Set problem 1
According to the final post in the forum thread on paint hardness tables, why can a chart of automotive paint hardness serve only as a rough guide? Answer in one to three sentences.

Source excerpt
# Paint hardness table



## sm81

Does somebody know where I can find paint hardness table? That could be useful. Thanks


----------



## ercapoccia

sm81 said:


> Does somebody know where I can find paint hardness table? That could be useful. Thanks


Here you go:
http://www.polishedbliss.co.uk/acatalog/pdfs/painthardness.pdf


----------



## MidlandsCarCare

It would only be a very generic guide, as I've seen wildly different hardnesses from the same make/model/year car - I guess a rough generic guide could be constructed but take BMW for example, the brand new ones are very soft yet older ones are quite hard...


----------



## DrDax

To add if u work on 2005-2008 mustangs. The paint is super hard. I should know as I have an 08 
Rob at gtechniq also knows how hard the paint can be

Sent from my GT-P1000 using Tapatalk


----------



## Trip tdi

Nice one


----------



## bero1306

Take that with PB guide as general only as my wifes Peugeot 207 paint is hard as nails.


----------



## TOGWT

Compiling a chart that lists the consistency of automotive paint can only at best be a rough guide, as this would necessitate listing by; manufacturer, OEM assembly plant, model year, colour, new or aged, paint specification, and etc. To ascertain paint hardness requires extensive experience working on a wide range of vehicles to have a point of reference.

Set problem 2
Arrange each line of the extracted data entries below as a numbered list, omitting any blank lines.

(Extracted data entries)
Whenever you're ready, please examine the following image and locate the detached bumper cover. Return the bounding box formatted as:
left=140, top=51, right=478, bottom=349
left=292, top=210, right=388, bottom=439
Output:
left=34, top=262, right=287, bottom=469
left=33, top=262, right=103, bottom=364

Complete output 1
Such a chart would have to list paint by manufacturer, OEM assembly plant, model year, colour, new or aged condition, paint specification, and other factors. For that reason, it can at best be only a rough guide.

Complete output 2
1. Whenever you're ready, please examine the following image and locate the detached bumper cover. Return the bounding box formatted as:
2. left=140, top=51, right=478, bottom=349
3. left=292, top=210, right=388, bottom=439
4. Output:
5. left=34, top=262, right=287, bottom=469
6. left=33, top=262, right=103, bottom=364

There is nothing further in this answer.